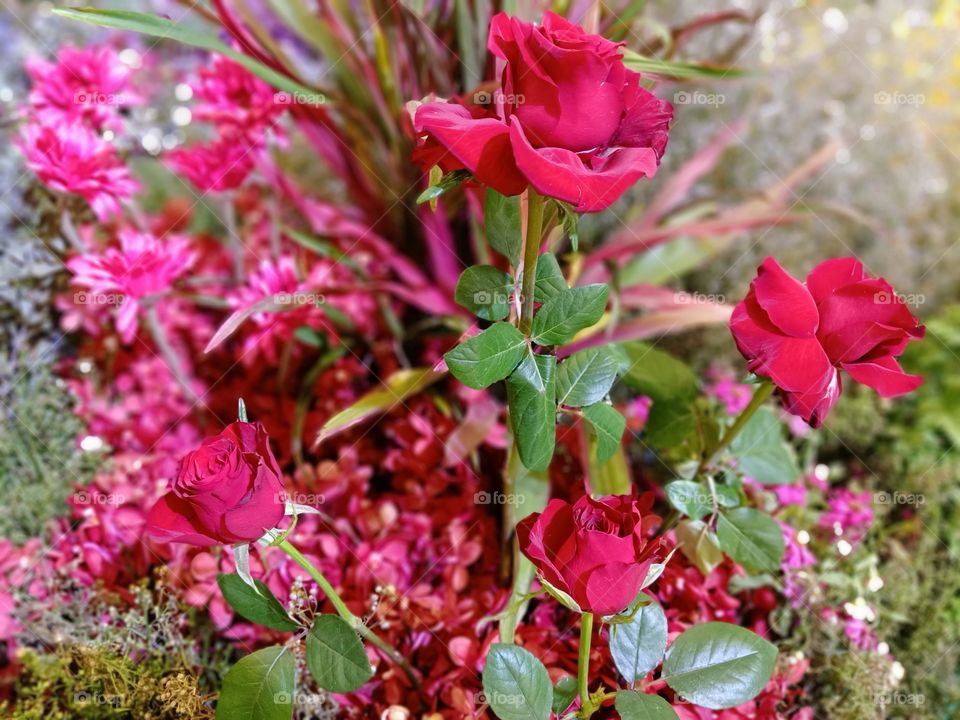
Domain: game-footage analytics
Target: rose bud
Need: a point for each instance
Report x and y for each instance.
(594, 551)
(801, 335)
(228, 491)
(569, 118)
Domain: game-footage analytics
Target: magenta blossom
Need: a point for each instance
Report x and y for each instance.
(230, 96)
(141, 267)
(849, 514)
(89, 84)
(72, 158)
(216, 167)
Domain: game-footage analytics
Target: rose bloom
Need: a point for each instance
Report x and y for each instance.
(569, 118)
(596, 551)
(800, 335)
(228, 491)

# # #

**CHALLENGE:** Reproduce all of the entries above verbatim, leaving out the picture.

**WORKED SOLUTION:**
Domain: game-footage analytics
Target: rose bud
Need: a point for each instance
Report x and y for each instance.
(594, 551)
(801, 335)
(228, 491)
(569, 118)
Domain: game-footage analytics
Target: magenta blossom
Need: a point for each instance
Report x and y for each instance.
(230, 96)
(141, 267)
(849, 514)
(89, 84)
(72, 158)
(216, 167)
Domain: game-footage analytics
Target: rose bloom
Need: a point for each instance
Report x and y for each instance.
(569, 118)
(596, 551)
(800, 335)
(228, 491)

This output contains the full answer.